• _Work instructions_
Pick up the news report on the attorneys' defense of the suspended officers in the Daniel Prude case and continue it after its final sentence.

• _Supplied text_
ROCHESTER, N.Y. — Attorneys for seven suspended Rochester police officers spoke out during a news conference on Thursday in what they say was an effort to balance the narrative in the Daniel Prude case.

They laid out a timeline of the RPD response to Prude the day police approached him and later took him into custody.

Prude died a week later. An autopsy declared he died of asphyxiation in the setting of physical restraint and had PCP in his system.

The attorneys said the officers encountered a man out of control, under the influence of a powerful drug, and who had told officers he had coronavirus. They say officers subdued Prude to get him ready to go into an ambulance to go back to the hospital. They say at no time was Prude's neck, windpipe, mouth, or nose covered. They also say the officers followed training, using techniques put forth by the New York State Division of Criminal Justice Services and used by other agencies.

The attorneys said Prude's case was not a matter of mental health, but that of someone who voluntarily took drugs. They said his death was tragic, but that it was ultimately caused by Prude taking PCP, not by the actions of the police.

• _Material shown_

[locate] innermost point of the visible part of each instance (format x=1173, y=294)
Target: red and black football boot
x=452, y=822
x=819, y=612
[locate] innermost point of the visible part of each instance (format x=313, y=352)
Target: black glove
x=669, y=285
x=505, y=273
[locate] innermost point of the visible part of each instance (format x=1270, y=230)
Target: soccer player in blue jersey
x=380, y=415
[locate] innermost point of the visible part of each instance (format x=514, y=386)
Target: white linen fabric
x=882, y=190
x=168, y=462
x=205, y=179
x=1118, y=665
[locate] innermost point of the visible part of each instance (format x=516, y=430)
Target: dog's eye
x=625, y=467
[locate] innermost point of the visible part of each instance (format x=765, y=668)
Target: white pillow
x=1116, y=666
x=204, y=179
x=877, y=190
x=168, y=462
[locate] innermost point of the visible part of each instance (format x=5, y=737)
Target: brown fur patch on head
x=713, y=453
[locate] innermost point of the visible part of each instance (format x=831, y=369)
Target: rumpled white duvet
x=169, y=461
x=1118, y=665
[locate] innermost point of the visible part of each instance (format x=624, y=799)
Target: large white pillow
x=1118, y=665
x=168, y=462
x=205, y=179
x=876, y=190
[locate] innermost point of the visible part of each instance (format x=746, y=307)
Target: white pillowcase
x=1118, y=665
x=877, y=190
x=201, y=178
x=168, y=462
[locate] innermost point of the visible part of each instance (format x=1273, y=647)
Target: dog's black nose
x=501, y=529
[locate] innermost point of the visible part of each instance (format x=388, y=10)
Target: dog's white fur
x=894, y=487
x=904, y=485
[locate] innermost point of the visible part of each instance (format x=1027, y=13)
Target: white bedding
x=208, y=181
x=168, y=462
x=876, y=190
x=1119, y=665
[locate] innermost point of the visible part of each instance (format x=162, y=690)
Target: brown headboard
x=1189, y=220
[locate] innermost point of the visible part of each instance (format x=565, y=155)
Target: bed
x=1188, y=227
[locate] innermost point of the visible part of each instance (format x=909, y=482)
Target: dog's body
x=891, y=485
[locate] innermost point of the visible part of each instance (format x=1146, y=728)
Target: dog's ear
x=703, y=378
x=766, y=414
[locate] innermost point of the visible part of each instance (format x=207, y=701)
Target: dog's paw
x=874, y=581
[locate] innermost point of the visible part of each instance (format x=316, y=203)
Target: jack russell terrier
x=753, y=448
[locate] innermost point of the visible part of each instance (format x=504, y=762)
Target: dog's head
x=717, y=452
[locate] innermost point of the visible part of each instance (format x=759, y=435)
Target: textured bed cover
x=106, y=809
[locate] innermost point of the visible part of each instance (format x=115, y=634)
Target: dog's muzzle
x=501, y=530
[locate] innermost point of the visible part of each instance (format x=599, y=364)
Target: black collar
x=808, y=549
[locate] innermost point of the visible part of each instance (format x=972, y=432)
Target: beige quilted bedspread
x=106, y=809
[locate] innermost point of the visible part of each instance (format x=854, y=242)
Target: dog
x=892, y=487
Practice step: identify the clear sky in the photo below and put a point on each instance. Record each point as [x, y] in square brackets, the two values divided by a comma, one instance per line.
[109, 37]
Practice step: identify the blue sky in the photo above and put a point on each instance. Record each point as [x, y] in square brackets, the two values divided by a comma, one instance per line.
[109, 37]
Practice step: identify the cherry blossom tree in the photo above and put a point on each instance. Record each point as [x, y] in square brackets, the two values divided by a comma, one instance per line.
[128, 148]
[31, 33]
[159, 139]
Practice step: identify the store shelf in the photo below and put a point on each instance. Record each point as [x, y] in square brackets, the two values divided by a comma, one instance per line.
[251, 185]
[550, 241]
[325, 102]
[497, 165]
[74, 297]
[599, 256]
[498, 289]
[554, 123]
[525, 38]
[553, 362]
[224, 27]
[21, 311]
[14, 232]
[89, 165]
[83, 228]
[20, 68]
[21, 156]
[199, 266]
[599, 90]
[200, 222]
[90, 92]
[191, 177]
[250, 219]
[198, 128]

• _Answer box_
"The main goal of the officers on the scene was to secure Mr. Prude and to get him medical help. His voluntary use of PCP ultimately made that impossible," said Matthew Rich, union attorney for the RPD.

Attorneys want the officers reinstated because they have not been charged criminally in the case and say they did as they were trained to do.

During the press conference, lawyers introduced a video showing how officers are instructed to use their hands on a person's head and shoulder to immobilize someone on the ground. The maneuver, described by some as a push-up stance, is one of the actions officers took that Prude's family and attorney say led Prude to stop breathing and to die a week later.

Attorneys say officers have had death threats and bounties placed on them since Prude's death was made public by his family's attorneys in September.

They argue justice for Prude would include possible changes to training or police response.